What you are asked to do: Please rewrite the material below as a numbered list, omitting any blank lines. Leave the pictures out of your answer.

Raw data:
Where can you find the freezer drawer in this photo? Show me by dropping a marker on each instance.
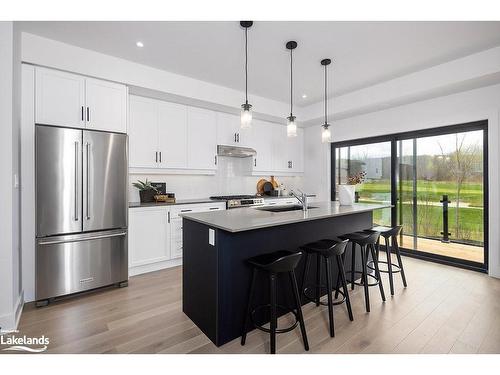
(74, 263)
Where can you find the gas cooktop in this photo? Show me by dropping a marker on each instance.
(236, 201)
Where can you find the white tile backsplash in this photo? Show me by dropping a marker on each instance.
(232, 177)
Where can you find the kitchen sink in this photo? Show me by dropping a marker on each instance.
(283, 208)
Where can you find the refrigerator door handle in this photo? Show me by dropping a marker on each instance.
(87, 215)
(81, 238)
(76, 181)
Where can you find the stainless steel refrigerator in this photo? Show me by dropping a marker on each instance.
(81, 210)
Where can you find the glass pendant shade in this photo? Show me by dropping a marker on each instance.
(246, 116)
(291, 127)
(326, 134)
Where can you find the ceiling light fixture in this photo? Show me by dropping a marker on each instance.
(326, 134)
(291, 127)
(246, 109)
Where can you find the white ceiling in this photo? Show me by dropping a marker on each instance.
(363, 53)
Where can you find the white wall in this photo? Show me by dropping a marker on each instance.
(473, 105)
(10, 275)
(232, 177)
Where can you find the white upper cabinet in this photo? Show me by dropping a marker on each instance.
(59, 98)
(279, 148)
(202, 139)
(143, 133)
(261, 140)
(172, 135)
(65, 99)
(229, 131)
(295, 152)
(106, 105)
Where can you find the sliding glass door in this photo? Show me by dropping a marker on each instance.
(441, 194)
(436, 181)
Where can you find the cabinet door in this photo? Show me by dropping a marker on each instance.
(279, 148)
(106, 105)
(260, 139)
(227, 129)
(202, 139)
(172, 135)
(148, 236)
(59, 98)
(295, 154)
(143, 133)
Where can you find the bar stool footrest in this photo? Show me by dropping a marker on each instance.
(278, 308)
(395, 267)
(324, 303)
(360, 283)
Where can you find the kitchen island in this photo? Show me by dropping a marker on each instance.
(216, 278)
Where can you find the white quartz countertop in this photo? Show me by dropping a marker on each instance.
(243, 219)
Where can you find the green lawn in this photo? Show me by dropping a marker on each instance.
(430, 215)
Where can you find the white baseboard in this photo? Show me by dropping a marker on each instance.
(138, 270)
(10, 321)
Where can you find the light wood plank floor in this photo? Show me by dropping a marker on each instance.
(443, 310)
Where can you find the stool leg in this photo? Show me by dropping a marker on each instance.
(340, 265)
(337, 286)
(299, 310)
(273, 322)
(400, 262)
(377, 273)
(389, 265)
(249, 307)
(365, 277)
(318, 278)
(329, 294)
(353, 263)
(305, 274)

Solution to the problem:
1. Where can you find the freezer drawer in this photo? Show me by dropping a marker on each instance.
2. (74, 263)
3. Where can you find the gas cooktop in this photo? Show me by dropping a marker on each instance.
4. (236, 201)
5. Where can you find the white tile backsplash in this photo? Show me by dropping a marker on each instance.
6. (232, 177)
7. Where can you find the kitchen sink in this photo? Show me by dropping a marker on each instance.
8. (283, 208)
9. Where can you find the refrigerator door handle in this photo? Show me by dropping a marker on each instance.
10. (87, 215)
11. (81, 238)
12. (76, 181)
13. Where can you find the stainless steel refrigerator in this photo? Show me by dropping a marker on each instance.
14. (81, 210)
15. Where can you find the glass pendant shade in this photo? Show me by dropping a marker on each instance.
16. (246, 116)
17. (291, 127)
18. (326, 134)
19. Where can you find the ceiling light fixture in this photo? Show me by dropping a marker on each instance.
20. (326, 134)
21. (291, 127)
22. (246, 109)
23. Where can you find the white ceiling in this photo? Show me by dropping a marker on each instance.
24. (363, 53)
25. Where can you find the white wall in this photo? Show me by dropping a marker on each instance.
26. (473, 105)
27. (10, 275)
28. (232, 177)
29. Where can you find the white upper cabinet in this photo? Show me by dropping a marker on each instance.
30. (59, 98)
31. (279, 148)
32. (202, 139)
33. (143, 133)
34. (261, 140)
35. (172, 135)
36. (65, 99)
37. (229, 131)
38. (295, 152)
39. (106, 105)
40. Where can you find the sliding glass door in this photo? Show me by dropping a marker on each instance.
41. (441, 194)
42. (436, 181)
43. Where can you find the cabinet door in this photo? Show me by dropping a marker on each instance.
44. (279, 148)
45. (106, 105)
46. (260, 139)
47. (227, 129)
48. (202, 139)
49. (172, 135)
50. (148, 236)
51. (59, 98)
52. (295, 154)
53. (143, 133)
54. Where can you find the bar stool footrest in this photo? Show me by dropping a marker on each instance.
55. (278, 308)
56. (395, 267)
57. (324, 303)
58. (360, 283)
59. Where can you find the kitchen island in this photo? Show me by dropping a marker on each instance.
60. (216, 278)
61. Where can you find the white quartz countertop in this photo? Show me by dropping a marker on each instance.
62. (243, 219)
63. Where can you find the green lawn in this photo? Show me by dropping a marker on each instance.
64. (430, 215)
65. Where can you find the white baseboard in this photo? Show me by dropping a marker on each instance.
66. (138, 270)
67. (10, 321)
68. Where can you find the light wood plank floor in this photo? Show me by dropping a marker on each instance.
69. (443, 310)
70. Where can you find the stool leg in this photo? Show me by dropping a marker on each instance.
71. (340, 265)
72. (337, 286)
73. (299, 310)
74. (273, 322)
75. (400, 262)
76. (377, 273)
77. (389, 265)
78. (249, 307)
79. (365, 277)
80. (318, 278)
81. (329, 294)
82. (353, 263)
83. (305, 274)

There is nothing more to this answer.